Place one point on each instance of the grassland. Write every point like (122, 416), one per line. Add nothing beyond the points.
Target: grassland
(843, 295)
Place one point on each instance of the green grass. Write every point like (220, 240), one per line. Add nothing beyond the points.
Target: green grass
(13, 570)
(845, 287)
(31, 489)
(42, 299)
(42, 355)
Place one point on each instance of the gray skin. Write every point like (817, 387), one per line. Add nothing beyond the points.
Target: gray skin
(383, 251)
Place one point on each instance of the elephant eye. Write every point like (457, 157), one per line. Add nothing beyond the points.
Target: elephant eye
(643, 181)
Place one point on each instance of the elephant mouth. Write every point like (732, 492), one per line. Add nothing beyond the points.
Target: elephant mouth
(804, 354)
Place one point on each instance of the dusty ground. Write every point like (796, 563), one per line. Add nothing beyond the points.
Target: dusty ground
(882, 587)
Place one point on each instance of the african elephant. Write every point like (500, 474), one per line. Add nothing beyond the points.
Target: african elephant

What the task asks: Please copy each line of the material that has the string "african" somewhere in it.

Solution to the problem:
Place one point on each instance of the african elephant. Write every point like (500, 474), one per line. Add nothing beyond the points.
Target: african elephant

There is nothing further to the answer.